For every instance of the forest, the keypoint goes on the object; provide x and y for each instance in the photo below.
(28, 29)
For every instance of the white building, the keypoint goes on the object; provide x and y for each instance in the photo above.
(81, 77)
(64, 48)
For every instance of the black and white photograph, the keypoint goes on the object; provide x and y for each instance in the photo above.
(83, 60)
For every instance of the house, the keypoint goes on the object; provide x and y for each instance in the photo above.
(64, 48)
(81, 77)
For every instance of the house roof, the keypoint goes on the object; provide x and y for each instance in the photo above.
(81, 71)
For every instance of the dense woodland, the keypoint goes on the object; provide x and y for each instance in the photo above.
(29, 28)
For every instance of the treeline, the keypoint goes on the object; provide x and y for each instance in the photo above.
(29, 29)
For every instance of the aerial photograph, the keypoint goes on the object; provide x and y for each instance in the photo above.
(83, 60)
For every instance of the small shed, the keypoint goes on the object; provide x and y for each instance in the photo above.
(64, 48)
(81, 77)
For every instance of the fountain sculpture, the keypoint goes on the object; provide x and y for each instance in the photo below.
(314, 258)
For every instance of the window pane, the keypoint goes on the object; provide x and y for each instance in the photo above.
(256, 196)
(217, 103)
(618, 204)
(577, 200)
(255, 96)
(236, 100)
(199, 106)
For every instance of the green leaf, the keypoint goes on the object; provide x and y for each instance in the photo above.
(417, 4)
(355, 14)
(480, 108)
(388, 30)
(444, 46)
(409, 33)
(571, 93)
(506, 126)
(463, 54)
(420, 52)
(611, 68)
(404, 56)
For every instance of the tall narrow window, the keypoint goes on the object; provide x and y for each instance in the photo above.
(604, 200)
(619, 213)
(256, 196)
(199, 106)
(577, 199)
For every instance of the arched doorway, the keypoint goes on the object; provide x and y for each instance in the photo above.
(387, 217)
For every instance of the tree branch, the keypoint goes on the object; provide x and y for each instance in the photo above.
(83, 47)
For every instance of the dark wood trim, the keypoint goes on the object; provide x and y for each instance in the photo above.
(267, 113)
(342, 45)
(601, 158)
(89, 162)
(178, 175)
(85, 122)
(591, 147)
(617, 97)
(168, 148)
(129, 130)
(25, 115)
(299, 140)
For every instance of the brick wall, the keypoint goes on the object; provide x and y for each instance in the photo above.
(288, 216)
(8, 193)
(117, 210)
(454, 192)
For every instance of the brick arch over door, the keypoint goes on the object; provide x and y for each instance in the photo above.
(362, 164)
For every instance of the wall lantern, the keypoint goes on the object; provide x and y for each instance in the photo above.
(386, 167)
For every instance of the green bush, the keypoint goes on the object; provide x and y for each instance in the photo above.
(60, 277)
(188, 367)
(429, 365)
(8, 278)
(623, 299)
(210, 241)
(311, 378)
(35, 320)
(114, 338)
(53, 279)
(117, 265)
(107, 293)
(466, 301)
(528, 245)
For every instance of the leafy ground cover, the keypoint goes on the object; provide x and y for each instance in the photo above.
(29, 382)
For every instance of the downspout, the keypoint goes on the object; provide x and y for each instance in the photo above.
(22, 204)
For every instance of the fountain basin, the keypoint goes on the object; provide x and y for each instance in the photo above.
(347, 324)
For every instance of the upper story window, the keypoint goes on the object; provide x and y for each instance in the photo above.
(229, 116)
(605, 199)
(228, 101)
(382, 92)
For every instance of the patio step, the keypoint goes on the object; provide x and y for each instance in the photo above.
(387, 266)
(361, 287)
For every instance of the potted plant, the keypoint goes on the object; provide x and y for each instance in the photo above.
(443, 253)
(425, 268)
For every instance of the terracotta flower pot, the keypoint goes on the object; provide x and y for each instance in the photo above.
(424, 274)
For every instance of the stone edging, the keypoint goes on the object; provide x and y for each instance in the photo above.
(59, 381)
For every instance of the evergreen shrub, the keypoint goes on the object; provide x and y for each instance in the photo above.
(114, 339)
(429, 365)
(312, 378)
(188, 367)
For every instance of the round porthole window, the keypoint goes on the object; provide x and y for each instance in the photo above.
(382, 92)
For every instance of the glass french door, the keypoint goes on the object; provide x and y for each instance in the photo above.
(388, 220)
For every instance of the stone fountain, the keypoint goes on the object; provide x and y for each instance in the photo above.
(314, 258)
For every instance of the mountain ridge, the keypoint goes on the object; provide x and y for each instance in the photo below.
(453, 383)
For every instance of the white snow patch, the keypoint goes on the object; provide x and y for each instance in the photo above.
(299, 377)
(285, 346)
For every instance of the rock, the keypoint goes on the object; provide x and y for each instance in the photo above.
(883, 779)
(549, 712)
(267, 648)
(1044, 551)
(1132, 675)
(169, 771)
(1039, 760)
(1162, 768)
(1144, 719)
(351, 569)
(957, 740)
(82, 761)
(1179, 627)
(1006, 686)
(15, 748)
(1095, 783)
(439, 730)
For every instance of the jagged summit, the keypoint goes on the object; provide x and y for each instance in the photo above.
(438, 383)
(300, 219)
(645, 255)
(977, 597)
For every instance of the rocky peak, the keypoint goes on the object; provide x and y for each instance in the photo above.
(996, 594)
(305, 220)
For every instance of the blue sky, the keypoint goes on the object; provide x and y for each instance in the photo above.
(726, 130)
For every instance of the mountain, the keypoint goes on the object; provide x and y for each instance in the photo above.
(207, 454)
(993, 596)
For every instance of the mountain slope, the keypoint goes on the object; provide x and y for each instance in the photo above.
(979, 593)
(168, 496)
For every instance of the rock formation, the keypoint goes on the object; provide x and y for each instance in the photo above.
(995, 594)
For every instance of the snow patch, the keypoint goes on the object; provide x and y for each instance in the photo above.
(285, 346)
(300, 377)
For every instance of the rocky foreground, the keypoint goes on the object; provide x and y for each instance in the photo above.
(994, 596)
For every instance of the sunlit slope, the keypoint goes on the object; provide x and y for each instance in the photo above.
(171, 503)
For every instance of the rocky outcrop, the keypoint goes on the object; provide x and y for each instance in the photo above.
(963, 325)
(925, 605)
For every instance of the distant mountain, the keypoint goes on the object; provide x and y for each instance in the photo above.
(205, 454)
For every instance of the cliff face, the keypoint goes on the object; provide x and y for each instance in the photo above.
********************
Would you reproduce all the entries exactly?

### Task output
For every instance of the forest, the keypoint goes on the object; provide x and y for each instance in the photo below.
(28, 29)
For every instance of the white building, the keypoint goes on the object; provide x and y for each instance in the photo above.
(81, 77)
(64, 48)
For every instance of the black and white photograph, the keypoint goes on the object; provide x and y for each instance in the photo above.
(83, 60)
For every instance of the house, the keypoint goes on the object; provide x and y for each instance in the photo above.
(64, 48)
(81, 77)
For every instance of the house roof, the keypoint goes on the object; provide x and y for each instance in the photo above.
(81, 71)
For every instance of the dense woodland, the keypoint goes on the object; provide x and y for each instance in the photo above.
(29, 28)
For every instance of the treeline, the keypoint goes on the object; provide x and y for each instance in the photo above.
(29, 29)
For every instance of the aerial photograph, the keypoint goes on the object; provide x and y for each instance in the photo above.
(83, 60)
For every instance of the small shed, the keypoint goes on the object; provide x and y for each instance in the photo above.
(64, 48)
(81, 77)
For every instance of the fountain sculpture, the keypoint goes on the object; provide x and y for each instance in the photo below.
(314, 258)
For every instance of the window pane, the keypoint goes on the object; provide x and y for each instance in the photo above.
(256, 196)
(217, 103)
(618, 204)
(577, 200)
(255, 96)
(236, 100)
(199, 106)
For every instance of the green leaf, the keypoint goes on the object; provide x and y for each instance in the photo above.
(417, 4)
(355, 14)
(480, 108)
(388, 30)
(444, 46)
(409, 33)
(571, 93)
(506, 126)
(463, 54)
(420, 52)
(611, 68)
(404, 56)
For every instance of the tall narrow window, the keypoint goes on the object; provide x and y for each instance in the photo above.
(604, 200)
(619, 213)
(256, 196)
(199, 106)
(577, 199)
For every instance of the arched doorway, the keypoint goes on the object; provide x and y for each instance in the photo above.
(387, 217)
For every instance of the tree branch, the keypoint goes on the object; provide x and y for each instance in the photo above.
(83, 47)
For every instance of the dark wood trim, the keypoint goes on the object; provide x and y for each instance in the photo above.
(267, 113)
(342, 45)
(601, 158)
(89, 162)
(178, 175)
(85, 122)
(591, 147)
(617, 97)
(168, 148)
(129, 130)
(25, 115)
(299, 140)
For every instance of the brick wall, the keypoint goes on the object; provide x and y for each instance in the photo above.
(288, 216)
(8, 193)
(117, 210)
(454, 192)
For every instance of the brick arch over door, the keypoint goes on the object; provide x and y for each instance in the photo above.
(362, 164)
For every instance of the wall lantern, the keypoint goes on the object; provide x and y for each instance in the photo above.
(386, 167)
For every instance of the green bush, the keypoint goes on the object; provide x and y for each instance in the photo above.
(60, 277)
(188, 367)
(429, 365)
(8, 278)
(623, 299)
(210, 241)
(311, 378)
(35, 320)
(114, 338)
(53, 279)
(117, 265)
(107, 293)
(466, 301)
(528, 245)
For every instance of the leafy ground cover, the keypoint goes on the object; provide x and y for each instance in the photo above.
(29, 382)
For every instance of the downspout, the keypoint goes on the object; provide x and y for each instance in the photo above.
(22, 204)
For every instance of the fountain basin, the keypoint goes on the object; provide x and y for each instance in the photo above.
(347, 324)
For every instance of the upper story window, the keypoint goes on the object; provide x and y for each instance in the photo above.
(229, 116)
(605, 199)
(228, 101)
(382, 92)
For every instance of the patio step, the keypoint goes on the object; provide x and y for each instance in the photo above.
(387, 266)
(361, 287)
For every instance of the potted plant, the keypoint goes on the object; provide x and y for each instance in the photo above.
(443, 253)
(425, 268)
For every instance of the terracotta flower pot, the keypoint goes on the object; provide x and y for each instance in the photo above.
(424, 274)
For every instance of the stone edging, the keypoint goes on the object; provide x and y for each instance in the photo above.
(59, 381)
For every instance of the evergreen shrub, the keypoint goes on the object; provide x and y for each instance in the photo above.
(114, 339)
(429, 365)
(312, 378)
(188, 367)
For every instance of the round porthole window, the keypoint goes on the object; provide x and y for each instance in the photo above.
(382, 92)
For every instance of the glass french door, the keypoint goes on the object; provide x and y for each instance in the photo above.
(388, 220)
For every instance of the stone fountain, the keypoint goes on the object; provide x and y for each instance in the photo above.
(314, 258)
For every instance of the mountain ridge, the keypoint goes on the object; provide x and y for each instance in the photo below.
(453, 383)
For every instance of the white snow patch, the keypoint goes on the object; provide x and y for each instance in the photo above.
(299, 377)
(285, 346)
For every instance of the rock, the keypoint goes on the object; provide x and y for each instance in the photo above.
(883, 779)
(549, 712)
(267, 648)
(1044, 551)
(1132, 675)
(169, 771)
(1039, 760)
(1162, 768)
(1144, 719)
(351, 569)
(957, 740)
(82, 761)
(1179, 627)
(1006, 686)
(15, 748)
(1095, 783)
(439, 730)
For every instance of the jagged summit, the keypoint goes on the object; provide x and y for each instance in the photo above.
(438, 383)
(300, 219)
(645, 255)
(977, 597)
For every instance of the rocky peak, the keypoint goes on the object; provide x and y for each instance in the photo above.
(996, 594)
(305, 220)
For every instance of the blue sky, the keypoint goes on the object; provide x and y for each instance in the photo above.
(726, 130)
For every instance of the mountain, the keypoint goes on the object; provide x and y for each instance in the photo above.
(207, 454)
(993, 596)
For every instance of the mountain slope, the keypoint goes on the object; provide x and y for each instance in the photo above.
(979, 593)
(168, 496)
For every instance of the rock formation, the keypoint goes on the object; provide x and y for each instance in the photo above.
(995, 594)
For every instance of the snow patch, the keypoint goes on the object; provide x and y for each instance in the photo above.
(285, 346)
(300, 377)
For every instance of the rocky foreground, the keypoint goes on the object; provide x and y for each instance in the photo above.
(994, 596)
For every instance of the sunlit slope, the keypoint goes on the object; provide x and y for each instance in the photo above.
(171, 503)
For every instance of the rocky outcrop, the keypoint goes on the object; provide x and y for each instance in the photo above.
(963, 325)
(925, 605)
For every instance of the distant mountain, the keypoint goes on the object; provide x and y for each instance in the photo above.
(205, 454)
For every instance of the cliff face, the keypoint goes on the object; provide x and y for each instance in the photo above.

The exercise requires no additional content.